→ **Task requirements**:
• a. Answer these questions using the blog extract, one line each:
(i) In the September 26 post, who is said to have fled the party?
(ii) In the September 25 post, who considered Christians atheists?
(iii) From which book does the ants nest sign in the September 20 post come?
• b. Please quote a passage from the blog extract word for word. Begin at the words "Police powers and" and stop after "coming to light.".
• c. Condense the paragraph of the blog extract that begins "I have had one instance" into a short list that keeps its main facts.

→ **Source extract**:
- - -

Monday, September 26, 2011

What the ???? is going on with ACT?

First the legalisation of marihuana...

That has resulted in Cactus Kate thrashing in the undergrowth for something good to say about anything.

Followed by Boscowen fleeing the party...

Implosion time. Will anyone really notice?

Oh, and the teaser on the Herald this morning -

"Vote Brash
Get hash"

CLASSIC!!!

Sunday, September 25, 2011

Idle Sunday Observation -

One of the most recent links offered by ALD is to the New Humanist, a correspondant by the name of Johnathon Re'e (there is supposed to be an accent on the first e). He is offering yet another repatitive and boring rationalisation on the relationship between atheists, atheism, and the Christian religion.

Why is it that 99% of the modern atheists (I can not in truth say 100%) follow the well-trodden path of single religious atheism. As he does this, Ree has pointed out the inconsistency of his own argument. His observation that Christians were considered atheists by the Romans of the time follows the single religion path to its source.

When will "atheism" and its promoters be able to take the truth of their own belief to its foundation? The "well-trodden path" (is it the narrow path to heaven of the Christians?) should be the broad highway that excludes all theism. Does Ree's rejection of Christianity reject Bhuddist or Hindu beliefs as well?

Aldous Huxley was brave enough to analyse the common ground between all the major religions (his "Perrennial Philosophy") rather than to express a full atheism. That book should be a required reading for anyone who leaps to print on the subject of atheism. Not only should it be read, it should also be understood and appreciated as one expression of the foundation of all religious belief.

I profess to have no religion. That to me is atheism. I do not need to support or even debate what it means. That it is my belief makes it as valid in every sense as Catholicism, Jaine, Sufism, Bhuddism, Islam, or Southern Baptist.

In no way does that make me amoral. The counter that atheism is the same as amorality does not cut the mustard. I live by the morality of my up-bringing, of the society in which I live. That does not in any way counter my belief, counter the fact that I have no belief in any religion.

Tuesday, September 20, 2011

Police powers and the law

It is around about now that the truth of what was behind the cancellation of charges against the Urewera 17 is coming to light.

That truth lies in a piece of legislation currently before the House, and being pushed through under urgency.

The legislation has the effect of allowing Police powers they as the law had interpreted them prior to a couple weeks ago; the date of the Supreme Court’s decision that the basis of much of the evidence against the Urewera 17 had been illegally obtained.

My understanding of the general position is this –

First, the Police have been obtaining evidence using covert (hidden) means including hidden video cameras and sound equipment (as distinct from the traditional wire-tap).

Second, the use or even the existence of these methods was not envisaged at the time the present legislation was enacted.

So the interpretation applied by the Police, supported by a number of criminal cases already concluded and appealed (two specific ones have been mentioned), has been that if it is not specifically prohibited then it is legal.

The Supreme Court case – the elephant in the bed – has turned that interpretation on its head. If it is not specifically authorised then it is illegal.

That really does follow White’s (from “The Once and Future King”) ants nest sign changing from “What is not Forbidden is Compulsory” to “What is not Compulsory is Forbidden”.

I have had one instance where my office was used by police for surveillance of a neighbour in some considerable secrecy. That was set up in accordance with a Court Order requiring that the use be provided and specifying the nature of the evidence to be obtained under the Warrant. Seems to me that is exactly the same situation as was followed in the case of the Urewera 17 except for one small but essential fact. In the latter case the consent of the landowner from where the surveillance took place was not sought. Why? For the very simple reason that they were the same people against whom the evidence was being obtained.

- - -

→ **Record extracts**:
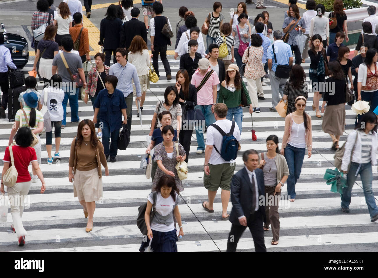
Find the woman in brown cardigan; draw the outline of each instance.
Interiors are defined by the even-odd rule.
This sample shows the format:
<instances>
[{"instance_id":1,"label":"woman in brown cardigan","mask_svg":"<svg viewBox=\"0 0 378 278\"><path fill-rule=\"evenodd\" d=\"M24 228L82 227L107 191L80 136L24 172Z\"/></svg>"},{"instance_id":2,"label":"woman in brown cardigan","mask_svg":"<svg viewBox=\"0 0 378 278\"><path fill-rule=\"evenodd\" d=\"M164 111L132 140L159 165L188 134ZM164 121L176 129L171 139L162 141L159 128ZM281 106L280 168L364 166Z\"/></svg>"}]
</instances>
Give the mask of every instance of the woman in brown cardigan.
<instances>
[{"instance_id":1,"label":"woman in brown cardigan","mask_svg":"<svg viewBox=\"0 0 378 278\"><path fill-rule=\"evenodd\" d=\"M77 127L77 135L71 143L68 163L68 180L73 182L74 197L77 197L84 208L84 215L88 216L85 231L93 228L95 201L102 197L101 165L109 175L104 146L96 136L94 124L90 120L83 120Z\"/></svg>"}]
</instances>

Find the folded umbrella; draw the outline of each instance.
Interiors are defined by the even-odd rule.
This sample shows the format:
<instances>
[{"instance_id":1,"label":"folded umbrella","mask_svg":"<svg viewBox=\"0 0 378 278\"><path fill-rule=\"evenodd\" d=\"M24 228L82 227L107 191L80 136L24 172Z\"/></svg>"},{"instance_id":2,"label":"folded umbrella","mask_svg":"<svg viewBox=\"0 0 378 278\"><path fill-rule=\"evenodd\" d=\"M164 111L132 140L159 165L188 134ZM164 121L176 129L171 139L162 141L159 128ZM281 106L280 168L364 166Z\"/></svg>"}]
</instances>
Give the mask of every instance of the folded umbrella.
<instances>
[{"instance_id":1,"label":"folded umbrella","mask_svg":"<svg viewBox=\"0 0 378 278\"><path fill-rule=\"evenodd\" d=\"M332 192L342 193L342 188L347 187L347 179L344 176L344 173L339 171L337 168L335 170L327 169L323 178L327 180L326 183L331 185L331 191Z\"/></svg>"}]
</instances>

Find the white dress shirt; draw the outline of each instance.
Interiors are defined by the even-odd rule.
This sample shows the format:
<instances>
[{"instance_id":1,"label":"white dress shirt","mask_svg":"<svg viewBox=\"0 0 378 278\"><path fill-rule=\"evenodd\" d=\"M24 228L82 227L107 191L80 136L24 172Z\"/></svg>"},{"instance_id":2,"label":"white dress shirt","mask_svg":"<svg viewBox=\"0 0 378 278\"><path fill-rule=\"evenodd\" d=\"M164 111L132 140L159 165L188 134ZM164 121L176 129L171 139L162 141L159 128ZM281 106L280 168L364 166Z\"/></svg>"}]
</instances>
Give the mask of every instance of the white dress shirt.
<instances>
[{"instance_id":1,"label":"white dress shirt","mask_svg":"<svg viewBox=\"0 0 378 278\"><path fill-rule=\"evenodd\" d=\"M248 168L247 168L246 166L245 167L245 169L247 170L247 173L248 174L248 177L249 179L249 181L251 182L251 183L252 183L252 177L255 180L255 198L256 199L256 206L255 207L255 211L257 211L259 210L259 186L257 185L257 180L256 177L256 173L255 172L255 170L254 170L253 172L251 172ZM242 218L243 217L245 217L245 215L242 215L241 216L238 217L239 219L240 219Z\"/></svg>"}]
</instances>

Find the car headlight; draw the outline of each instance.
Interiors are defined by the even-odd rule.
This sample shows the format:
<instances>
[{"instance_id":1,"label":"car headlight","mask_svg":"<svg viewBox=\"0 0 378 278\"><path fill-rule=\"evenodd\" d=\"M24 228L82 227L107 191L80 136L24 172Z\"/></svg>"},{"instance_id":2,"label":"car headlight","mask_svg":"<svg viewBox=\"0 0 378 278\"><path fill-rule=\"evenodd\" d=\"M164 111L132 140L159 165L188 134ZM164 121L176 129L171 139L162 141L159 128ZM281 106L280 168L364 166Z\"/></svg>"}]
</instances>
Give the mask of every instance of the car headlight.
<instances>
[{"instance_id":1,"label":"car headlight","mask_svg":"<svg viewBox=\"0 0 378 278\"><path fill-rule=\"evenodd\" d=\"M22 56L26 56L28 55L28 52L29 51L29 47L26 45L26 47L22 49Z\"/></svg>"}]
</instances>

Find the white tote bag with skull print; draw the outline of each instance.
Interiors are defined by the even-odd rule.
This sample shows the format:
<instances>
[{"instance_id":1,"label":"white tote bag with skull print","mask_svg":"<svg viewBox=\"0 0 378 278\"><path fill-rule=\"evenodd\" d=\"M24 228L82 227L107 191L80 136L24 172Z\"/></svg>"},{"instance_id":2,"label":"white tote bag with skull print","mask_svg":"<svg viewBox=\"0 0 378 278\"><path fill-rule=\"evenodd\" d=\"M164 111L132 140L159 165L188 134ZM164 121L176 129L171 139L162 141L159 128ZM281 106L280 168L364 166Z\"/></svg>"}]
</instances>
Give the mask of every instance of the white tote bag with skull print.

- - -

→ **Answer list**:
• a.
(i) Boscowen
(ii) The Romans of the time
(iii) "The Once and Future King"

• b.
Police powers and the law

It is around about now that the truth of what was behind the cancellation of charges against the Urewera 17 is coming to light.

• c.
- Police once used the writer's office, in considerable secrecy, to watch a neighbor.
- This was arranged under a Court Order that required the office to be made available and specified what evidence the Warrant allowed them to obtain.
- The writer sees this as the same situation as the Urewera 17 case, with one essential difference: in that case the landowner's consent was not sought.
- Consent was not sought because the landowners were the same people the evidence was being gathered against.